WORK TO BE COMPLETED
Output the line that contains "[point] every instance of the dance", then every line beneath it through the end of the records, exactly as given and with no other lines.

INFORMATION
################
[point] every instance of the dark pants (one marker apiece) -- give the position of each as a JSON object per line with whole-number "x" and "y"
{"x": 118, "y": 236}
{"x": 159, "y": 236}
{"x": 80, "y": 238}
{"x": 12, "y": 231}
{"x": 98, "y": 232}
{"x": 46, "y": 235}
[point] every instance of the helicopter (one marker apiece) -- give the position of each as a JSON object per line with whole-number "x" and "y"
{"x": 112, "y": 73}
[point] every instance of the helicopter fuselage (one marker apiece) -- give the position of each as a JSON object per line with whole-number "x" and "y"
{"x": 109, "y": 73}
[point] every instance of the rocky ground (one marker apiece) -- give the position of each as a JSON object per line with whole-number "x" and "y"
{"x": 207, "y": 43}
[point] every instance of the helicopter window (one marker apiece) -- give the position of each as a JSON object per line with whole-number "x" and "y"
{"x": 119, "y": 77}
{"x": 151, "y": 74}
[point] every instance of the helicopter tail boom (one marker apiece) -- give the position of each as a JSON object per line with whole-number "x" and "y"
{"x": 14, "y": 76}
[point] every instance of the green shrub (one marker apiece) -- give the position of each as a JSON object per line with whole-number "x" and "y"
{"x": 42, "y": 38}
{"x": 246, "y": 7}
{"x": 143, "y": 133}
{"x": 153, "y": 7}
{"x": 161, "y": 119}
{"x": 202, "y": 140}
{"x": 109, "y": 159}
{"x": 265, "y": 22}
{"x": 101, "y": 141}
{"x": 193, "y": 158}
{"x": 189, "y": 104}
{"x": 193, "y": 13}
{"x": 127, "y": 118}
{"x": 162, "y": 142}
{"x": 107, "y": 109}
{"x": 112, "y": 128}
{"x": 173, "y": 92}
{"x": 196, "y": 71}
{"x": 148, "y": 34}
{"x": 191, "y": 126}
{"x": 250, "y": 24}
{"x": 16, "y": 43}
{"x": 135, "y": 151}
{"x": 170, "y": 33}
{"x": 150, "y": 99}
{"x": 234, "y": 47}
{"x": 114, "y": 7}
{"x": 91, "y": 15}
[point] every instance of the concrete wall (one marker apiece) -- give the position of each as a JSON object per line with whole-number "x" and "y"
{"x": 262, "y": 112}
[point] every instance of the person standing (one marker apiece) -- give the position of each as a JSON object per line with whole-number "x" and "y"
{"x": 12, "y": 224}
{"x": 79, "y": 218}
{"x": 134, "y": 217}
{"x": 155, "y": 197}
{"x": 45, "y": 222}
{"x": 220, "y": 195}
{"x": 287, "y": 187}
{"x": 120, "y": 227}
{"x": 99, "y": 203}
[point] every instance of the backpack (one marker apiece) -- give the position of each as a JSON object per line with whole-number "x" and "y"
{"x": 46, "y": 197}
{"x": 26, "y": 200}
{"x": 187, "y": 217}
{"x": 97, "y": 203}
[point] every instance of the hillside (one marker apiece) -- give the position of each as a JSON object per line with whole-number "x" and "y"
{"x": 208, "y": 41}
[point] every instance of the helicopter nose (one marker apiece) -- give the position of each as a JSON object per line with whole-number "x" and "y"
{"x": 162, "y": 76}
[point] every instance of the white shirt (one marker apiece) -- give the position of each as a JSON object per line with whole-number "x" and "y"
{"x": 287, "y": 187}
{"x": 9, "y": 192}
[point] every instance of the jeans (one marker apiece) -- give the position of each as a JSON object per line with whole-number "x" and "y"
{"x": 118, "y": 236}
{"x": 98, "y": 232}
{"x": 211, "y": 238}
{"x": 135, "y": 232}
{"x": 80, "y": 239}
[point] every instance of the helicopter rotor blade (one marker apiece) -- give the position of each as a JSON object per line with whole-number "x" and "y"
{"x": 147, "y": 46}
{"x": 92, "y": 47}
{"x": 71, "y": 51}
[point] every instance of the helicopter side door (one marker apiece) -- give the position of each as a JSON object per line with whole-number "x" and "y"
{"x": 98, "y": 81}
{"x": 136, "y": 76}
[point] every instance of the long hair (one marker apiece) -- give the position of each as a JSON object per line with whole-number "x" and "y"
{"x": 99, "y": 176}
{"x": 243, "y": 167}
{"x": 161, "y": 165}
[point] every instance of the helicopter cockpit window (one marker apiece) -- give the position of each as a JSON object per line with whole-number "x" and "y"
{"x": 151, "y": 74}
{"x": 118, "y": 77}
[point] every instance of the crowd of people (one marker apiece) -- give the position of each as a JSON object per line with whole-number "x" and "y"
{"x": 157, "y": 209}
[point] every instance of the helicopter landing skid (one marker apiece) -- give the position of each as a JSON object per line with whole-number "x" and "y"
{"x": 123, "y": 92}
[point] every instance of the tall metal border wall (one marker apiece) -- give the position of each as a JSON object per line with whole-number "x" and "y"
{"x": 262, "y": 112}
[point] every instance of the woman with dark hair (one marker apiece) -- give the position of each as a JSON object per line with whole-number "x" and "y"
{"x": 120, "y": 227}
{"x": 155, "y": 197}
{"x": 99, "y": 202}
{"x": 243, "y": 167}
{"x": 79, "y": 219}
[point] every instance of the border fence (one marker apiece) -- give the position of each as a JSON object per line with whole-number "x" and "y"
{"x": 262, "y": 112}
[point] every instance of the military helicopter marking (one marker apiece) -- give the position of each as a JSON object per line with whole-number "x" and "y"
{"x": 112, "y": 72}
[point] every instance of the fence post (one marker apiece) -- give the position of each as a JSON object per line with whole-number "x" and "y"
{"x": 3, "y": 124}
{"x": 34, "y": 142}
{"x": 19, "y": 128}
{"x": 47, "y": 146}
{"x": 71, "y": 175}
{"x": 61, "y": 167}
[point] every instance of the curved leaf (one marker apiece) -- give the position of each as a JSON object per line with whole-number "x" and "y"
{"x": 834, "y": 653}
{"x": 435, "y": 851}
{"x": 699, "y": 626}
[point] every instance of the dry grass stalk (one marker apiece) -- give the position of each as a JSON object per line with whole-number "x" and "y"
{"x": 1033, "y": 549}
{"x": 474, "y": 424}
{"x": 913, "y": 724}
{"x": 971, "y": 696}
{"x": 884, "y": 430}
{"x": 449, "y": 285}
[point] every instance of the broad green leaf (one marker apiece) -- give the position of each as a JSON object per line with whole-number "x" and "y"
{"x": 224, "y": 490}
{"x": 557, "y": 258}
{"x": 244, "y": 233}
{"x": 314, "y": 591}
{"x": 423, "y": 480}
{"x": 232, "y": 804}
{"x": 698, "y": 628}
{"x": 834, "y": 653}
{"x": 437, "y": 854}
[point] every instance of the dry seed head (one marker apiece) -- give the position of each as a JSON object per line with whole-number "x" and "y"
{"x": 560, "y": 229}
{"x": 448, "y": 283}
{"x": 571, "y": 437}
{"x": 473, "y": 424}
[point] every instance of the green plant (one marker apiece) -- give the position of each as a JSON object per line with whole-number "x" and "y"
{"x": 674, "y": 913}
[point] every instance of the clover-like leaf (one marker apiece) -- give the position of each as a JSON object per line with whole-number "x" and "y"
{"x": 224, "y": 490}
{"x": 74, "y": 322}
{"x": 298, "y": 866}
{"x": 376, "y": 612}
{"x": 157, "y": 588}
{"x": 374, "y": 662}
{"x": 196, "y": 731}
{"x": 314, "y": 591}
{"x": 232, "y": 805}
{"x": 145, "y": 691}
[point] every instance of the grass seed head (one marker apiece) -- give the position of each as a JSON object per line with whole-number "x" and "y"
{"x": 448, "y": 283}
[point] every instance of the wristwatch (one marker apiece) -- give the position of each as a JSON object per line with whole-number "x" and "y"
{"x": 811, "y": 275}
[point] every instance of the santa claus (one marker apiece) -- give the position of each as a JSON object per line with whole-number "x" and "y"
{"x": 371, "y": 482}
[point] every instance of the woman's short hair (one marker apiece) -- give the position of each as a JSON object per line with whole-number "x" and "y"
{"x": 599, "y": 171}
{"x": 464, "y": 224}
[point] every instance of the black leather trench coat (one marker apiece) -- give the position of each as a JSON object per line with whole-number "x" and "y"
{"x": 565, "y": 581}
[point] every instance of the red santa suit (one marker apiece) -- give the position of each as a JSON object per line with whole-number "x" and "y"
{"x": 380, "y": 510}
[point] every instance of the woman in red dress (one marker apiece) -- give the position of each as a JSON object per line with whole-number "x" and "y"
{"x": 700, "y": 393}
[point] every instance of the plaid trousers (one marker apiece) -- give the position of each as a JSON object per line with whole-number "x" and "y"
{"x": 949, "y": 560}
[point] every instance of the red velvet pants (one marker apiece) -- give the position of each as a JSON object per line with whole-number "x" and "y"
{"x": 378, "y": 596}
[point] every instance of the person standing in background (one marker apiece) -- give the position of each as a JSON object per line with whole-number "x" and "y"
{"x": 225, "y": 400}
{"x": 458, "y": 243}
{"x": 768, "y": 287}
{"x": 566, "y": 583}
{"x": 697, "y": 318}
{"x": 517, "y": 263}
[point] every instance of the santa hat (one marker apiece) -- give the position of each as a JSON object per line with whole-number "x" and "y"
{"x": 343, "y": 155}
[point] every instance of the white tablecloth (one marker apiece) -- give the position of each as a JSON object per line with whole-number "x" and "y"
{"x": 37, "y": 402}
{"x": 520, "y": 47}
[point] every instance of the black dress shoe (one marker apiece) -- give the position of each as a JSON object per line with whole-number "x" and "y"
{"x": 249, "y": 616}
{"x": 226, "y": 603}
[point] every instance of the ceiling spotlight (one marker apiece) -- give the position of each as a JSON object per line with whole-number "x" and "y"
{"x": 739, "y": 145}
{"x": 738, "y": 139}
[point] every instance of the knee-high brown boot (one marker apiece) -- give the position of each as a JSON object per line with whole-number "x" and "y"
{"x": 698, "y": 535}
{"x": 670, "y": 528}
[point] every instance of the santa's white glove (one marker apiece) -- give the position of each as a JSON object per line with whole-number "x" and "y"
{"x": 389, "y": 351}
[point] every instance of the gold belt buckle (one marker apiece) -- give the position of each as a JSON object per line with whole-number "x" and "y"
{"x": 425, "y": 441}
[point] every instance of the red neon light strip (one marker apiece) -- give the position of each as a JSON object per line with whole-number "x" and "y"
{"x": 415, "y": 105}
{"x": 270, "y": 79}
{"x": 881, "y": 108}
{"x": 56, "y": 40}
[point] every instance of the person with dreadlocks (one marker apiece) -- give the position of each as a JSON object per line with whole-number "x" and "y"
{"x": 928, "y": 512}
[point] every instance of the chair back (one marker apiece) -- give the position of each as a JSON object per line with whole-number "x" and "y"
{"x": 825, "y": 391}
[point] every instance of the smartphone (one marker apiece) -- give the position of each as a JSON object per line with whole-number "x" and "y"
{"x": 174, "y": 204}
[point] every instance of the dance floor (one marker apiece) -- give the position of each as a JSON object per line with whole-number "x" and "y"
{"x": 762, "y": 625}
################
TASK OUTPUT
[point] every instance of the dance floor (one marker apiece) -- give the position of each as a JSON object per line with whole-number "x" and "y"
{"x": 762, "y": 625}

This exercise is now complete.